### Work instruction
Begin with the line where "[point] every instance of the black" appears. Set down that line and the rest of the records below it exactly as given.
--- Data records ---
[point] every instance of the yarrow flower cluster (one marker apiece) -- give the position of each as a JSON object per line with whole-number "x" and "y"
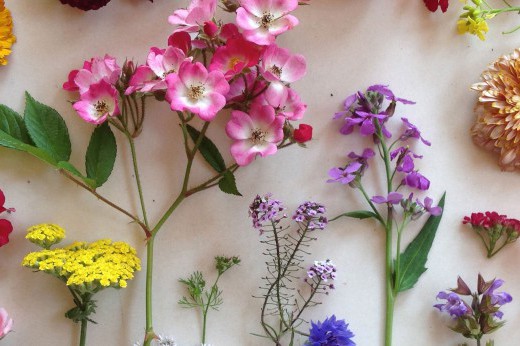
{"x": 495, "y": 230}
{"x": 45, "y": 235}
{"x": 496, "y": 127}
{"x": 311, "y": 214}
{"x": 330, "y": 332}
{"x": 5, "y": 225}
{"x": 478, "y": 317}
{"x": 265, "y": 211}
{"x": 6, "y": 33}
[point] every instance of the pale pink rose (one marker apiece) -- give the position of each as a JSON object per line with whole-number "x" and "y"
{"x": 98, "y": 103}
{"x": 255, "y": 133}
{"x": 263, "y": 20}
{"x": 6, "y": 323}
{"x": 195, "y": 89}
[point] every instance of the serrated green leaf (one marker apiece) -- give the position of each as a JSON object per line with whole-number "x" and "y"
{"x": 12, "y": 123}
{"x": 13, "y": 143}
{"x": 208, "y": 150}
{"x": 413, "y": 259}
{"x": 47, "y": 129}
{"x": 228, "y": 184}
{"x": 101, "y": 154}
{"x": 73, "y": 170}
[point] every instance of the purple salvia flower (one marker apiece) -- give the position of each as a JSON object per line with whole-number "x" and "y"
{"x": 388, "y": 94}
{"x": 265, "y": 210}
{"x": 312, "y": 214}
{"x": 392, "y": 198}
{"x": 412, "y": 132}
{"x": 324, "y": 270}
{"x": 416, "y": 180}
{"x": 455, "y": 306}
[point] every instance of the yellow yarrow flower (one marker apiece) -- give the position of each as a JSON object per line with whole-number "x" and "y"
{"x": 45, "y": 235}
{"x": 88, "y": 268}
{"x": 6, "y": 33}
{"x": 477, "y": 26}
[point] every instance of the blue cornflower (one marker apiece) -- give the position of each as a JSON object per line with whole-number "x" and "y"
{"x": 330, "y": 332}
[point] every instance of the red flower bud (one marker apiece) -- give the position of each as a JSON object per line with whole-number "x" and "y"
{"x": 210, "y": 28}
{"x": 303, "y": 133}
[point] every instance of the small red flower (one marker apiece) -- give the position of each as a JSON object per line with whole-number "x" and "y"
{"x": 303, "y": 133}
{"x": 433, "y": 5}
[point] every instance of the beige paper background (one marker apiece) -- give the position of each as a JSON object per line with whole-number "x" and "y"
{"x": 349, "y": 45}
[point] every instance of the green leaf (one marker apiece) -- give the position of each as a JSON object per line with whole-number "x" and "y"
{"x": 208, "y": 150}
{"x": 413, "y": 259}
{"x": 47, "y": 129}
{"x": 67, "y": 166}
{"x": 228, "y": 184}
{"x": 13, "y": 143}
{"x": 101, "y": 154}
{"x": 358, "y": 214}
{"x": 12, "y": 123}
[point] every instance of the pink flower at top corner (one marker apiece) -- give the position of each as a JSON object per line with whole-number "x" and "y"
{"x": 6, "y": 323}
{"x": 197, "y": 13}
{"x": 263, "y": 20}
{"x": 255, "y": 133}
{"x": 195, "y": 89}
{"x": 159, "y": 64}
{"x": 93, "y": 71}
{"x": 98, "y": 103}
{"x": 234, "y": 56}
{"x": 281, "y": 67}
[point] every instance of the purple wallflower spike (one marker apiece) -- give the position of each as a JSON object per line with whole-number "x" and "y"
{"x": 344, "y": 175}
{"x": 417, "y": 180}
{"x": 499, "y": 298}
{"x": 389, "y": 95}
{"x": 454, "y": 305}
{"x": 427, "y": 205}
{"x": 392, "y": 198}
{"x": 412, "y": 132}
{"x": 330, "y": 332}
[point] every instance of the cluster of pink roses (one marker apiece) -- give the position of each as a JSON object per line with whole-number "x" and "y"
{"x": 209, "y": 66}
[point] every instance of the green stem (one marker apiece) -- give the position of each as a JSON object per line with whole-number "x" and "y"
{"x": 83, "y": 336}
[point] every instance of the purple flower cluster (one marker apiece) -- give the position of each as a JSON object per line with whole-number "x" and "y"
{"x": 324, "y": 270}
{"x": 330, "y": 332}
{"x": 311, "y": 213}
{"x": 265, "y": 210}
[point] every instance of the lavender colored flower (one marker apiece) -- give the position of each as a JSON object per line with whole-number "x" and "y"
{"x": 416, "y": 180}
{"x": 392, "y": 198}
{"x": 265, "y": 210}
{"x": 324, "y": 270}
{"x": 312, "y": 214}
{"x": 330, "y": 332}
{"x": 454, "y": 305}
{"x": 412, "y": 132}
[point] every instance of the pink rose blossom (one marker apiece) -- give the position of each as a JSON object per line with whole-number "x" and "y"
{"x": 197, "y": 13}
{"x": 233, "y": 57}
{"x": 197, "y": 90}
{"x": 96, "y": 70}
{"x": 280, "y": 67}
{"x": 98, "y": 103}
{"x": 6, "y": 323}
{"x": 263, "y": 20}
{"x": 160, "y": 63}
{"x": 254, "y": 133}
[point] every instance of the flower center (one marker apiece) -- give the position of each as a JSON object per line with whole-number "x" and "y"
{"x": 266, "y": 20}
{"x": 258, "y": 136}
{"x": 101, "y": 108}
{"x": 277, "y": 71}
{"x": 196, "y": 92}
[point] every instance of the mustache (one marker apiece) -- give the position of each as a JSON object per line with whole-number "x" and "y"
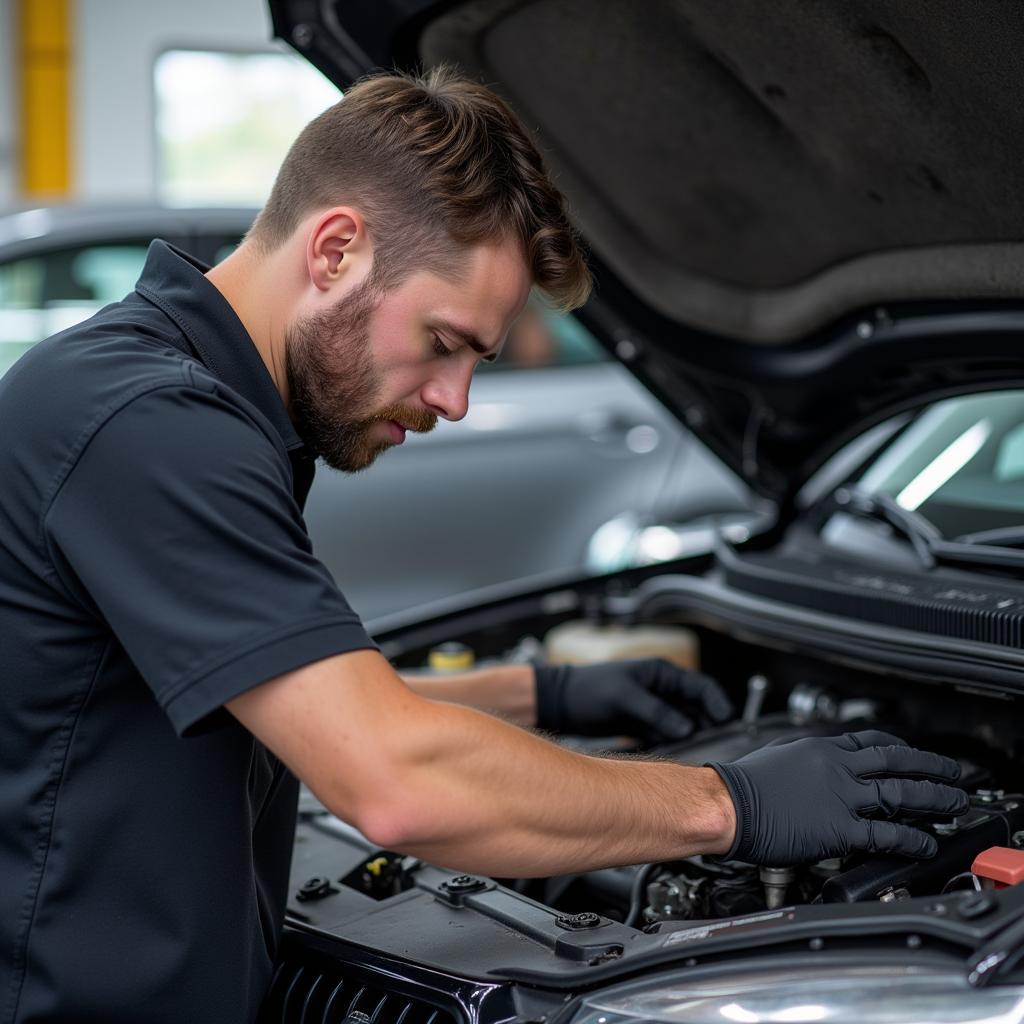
{"x": 417, "y": 420}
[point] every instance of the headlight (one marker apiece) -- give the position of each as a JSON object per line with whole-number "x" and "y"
{"x": 843, "y": 995}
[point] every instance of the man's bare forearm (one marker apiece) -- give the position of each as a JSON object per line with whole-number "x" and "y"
{"x": 482, "y": 796}
{"x": 505, "y": 690}
{"x": 472, "y": 792}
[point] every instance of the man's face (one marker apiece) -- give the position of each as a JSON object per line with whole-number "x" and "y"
{"x": 375, "y": 365}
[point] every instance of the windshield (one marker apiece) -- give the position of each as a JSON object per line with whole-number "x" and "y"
{"x": 960, "y": 464}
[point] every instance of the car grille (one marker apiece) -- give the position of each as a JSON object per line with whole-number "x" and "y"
{"x": 308, "y": 988}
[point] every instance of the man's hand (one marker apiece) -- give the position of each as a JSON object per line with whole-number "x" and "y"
{"x": 650, "y": 699}
{"x": 826, "y": 796}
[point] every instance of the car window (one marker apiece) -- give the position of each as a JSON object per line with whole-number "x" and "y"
{"x": 543, "y": 338}
{"x": 48, "y": 292}
{"x": 960, "y": 464}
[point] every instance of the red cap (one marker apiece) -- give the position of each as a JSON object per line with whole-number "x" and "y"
{"x": 999, "y": 864}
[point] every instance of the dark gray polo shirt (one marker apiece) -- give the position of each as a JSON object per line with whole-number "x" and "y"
{"x": 154, "y": 564}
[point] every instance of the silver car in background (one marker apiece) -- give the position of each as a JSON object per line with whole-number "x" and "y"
{"x": 560, "y": 464}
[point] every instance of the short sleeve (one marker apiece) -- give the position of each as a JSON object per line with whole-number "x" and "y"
{"x": 178, "y": 526}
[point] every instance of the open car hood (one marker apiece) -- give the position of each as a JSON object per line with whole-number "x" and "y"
{"x": 804, "y": 217}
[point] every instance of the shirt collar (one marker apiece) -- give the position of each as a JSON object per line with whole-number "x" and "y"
{"x": 175, "y": 283}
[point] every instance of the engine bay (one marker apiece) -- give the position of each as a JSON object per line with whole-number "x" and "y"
{"x": 780, "y": 696}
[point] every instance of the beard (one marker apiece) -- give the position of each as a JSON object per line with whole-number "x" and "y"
{"x": 334, "y": 385}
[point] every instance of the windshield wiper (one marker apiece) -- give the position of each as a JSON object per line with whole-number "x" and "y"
{"x": 1004, "y": 537}
{"x": 925, "y": 538}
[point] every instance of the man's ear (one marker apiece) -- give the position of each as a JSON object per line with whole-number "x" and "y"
{"x": 338, "y": 248}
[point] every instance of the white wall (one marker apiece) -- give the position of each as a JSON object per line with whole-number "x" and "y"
{"x": 116, "y": 44}
{"x": 7, "y": 83}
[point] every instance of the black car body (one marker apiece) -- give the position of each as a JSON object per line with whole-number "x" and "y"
{"x": 807, "y": 226}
---
### Answer to this exercise
[point] every instance of the black car body (one marker apiece) -- give the position of each as a JSON object per line with whole-number "x" and "y"
{"x": 807, "y": 226}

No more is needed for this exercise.